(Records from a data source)

^^^^^^^^^^^^^^^^

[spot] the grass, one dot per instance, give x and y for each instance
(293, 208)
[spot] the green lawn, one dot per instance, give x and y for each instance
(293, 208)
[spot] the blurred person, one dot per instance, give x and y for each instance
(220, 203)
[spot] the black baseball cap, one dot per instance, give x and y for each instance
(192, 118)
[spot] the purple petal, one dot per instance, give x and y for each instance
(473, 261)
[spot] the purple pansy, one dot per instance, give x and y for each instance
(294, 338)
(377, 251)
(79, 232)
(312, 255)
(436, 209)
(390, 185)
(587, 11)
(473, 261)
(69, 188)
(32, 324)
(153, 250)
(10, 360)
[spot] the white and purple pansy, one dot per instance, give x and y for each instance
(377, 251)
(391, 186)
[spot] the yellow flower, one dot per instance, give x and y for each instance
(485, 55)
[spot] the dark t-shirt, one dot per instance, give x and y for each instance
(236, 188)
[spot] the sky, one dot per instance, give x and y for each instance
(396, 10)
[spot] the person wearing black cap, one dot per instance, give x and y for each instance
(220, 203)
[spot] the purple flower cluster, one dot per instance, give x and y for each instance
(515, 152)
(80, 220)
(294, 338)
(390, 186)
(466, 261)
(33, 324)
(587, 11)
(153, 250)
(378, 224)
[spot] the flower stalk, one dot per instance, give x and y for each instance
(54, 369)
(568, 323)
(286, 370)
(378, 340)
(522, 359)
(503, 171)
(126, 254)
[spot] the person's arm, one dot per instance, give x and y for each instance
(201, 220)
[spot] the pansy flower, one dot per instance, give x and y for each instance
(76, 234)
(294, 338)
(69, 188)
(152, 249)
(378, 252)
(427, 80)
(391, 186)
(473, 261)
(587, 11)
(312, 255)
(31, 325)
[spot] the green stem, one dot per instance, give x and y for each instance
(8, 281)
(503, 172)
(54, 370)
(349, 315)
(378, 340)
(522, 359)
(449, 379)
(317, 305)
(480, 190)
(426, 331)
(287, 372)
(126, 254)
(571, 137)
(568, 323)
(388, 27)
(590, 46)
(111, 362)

^^^^^^^^^^^^^^^^

■ WORK ITEM
What is needed is an exact reproduction of the data.

■ ANSWER SECTION
[spot] the grass, one dot per instance, give x and y for each instance
(293, 208)
[spot] the green lawn, one dot per instance, give x and y for each instance
(293, 208)
[spot] the blurred person, one dot per instance, give x and y for each instance
(220, 203)
[spot] the black baseball cap, one dot per instance, give x and y for each instance
(192, 118)
[spot] the purple petal, one dot per instance, give x and y for each instance
(473, 261)
[spot] the purple pansy, one dot per instance, give x and y for each instance
(294, 338)
(377, 251)
(79, 232)
(312, 255)
(436, 209)
(390, 185)
(587, 11)
(473, 261)
(69, 188)
(32, 324)
(153, 250)
(10, 360)
[spot] the white and purple pansy, one dot per instance, give x and y for each instance
(377, 251)
(391, 186)
[spot] the yellow flower, one dot per instance, give x and y for each instance
(485, 55)
[spot] the dark t-shirt, one dot per instance, give x and y for each instance
(236, 188)
[spot] the sky, one dot per instance, give x and y for each instance
(396, 10)
[spot] the person wearing black cap, one dot per instance, give x and y for each instance
(220, 203)
[spot] the purple flower cluster, one dot per instance, give x and y for each instance
(515, 152)
(80, 220)
(294, 338)
(390, 186)
(466, 261)
(33, 324)
(587, 11)
(153, 250)
(378, 224)
[spot] the flower stalk, one dot per instance, give x and y for each instance
(54, 369)
(568, 323)
(286, 370)
(378, 340)
(522, 359)
(503, 171)
(126, 254)
[spot] the person's arm, one dot per instance, give x and y for each instance
(201, 220)
[spot] the pansy flower, one dot per instance, give x and y for each instance
(76, 234)
(294, 338)
(69, 188)
(152, 249)
(378, 252)
(427, 80)
(391, 186)
(473, 261)
(587, 11)
(312, 255)
(31, 325)
[spot] the green stem, one dot per instance, give x and y for each instance
(8, 281)
(503, 172)
(54, 370)
(349, 315)
(378, 340)
(522, 359)
(449, 379)
(317, 305)
(480, 190)
(426, 331)
(287, 372)
(126, 254)
(571, 137)
(568, 323)
(388, 27)
(590, 46)
(111, 362)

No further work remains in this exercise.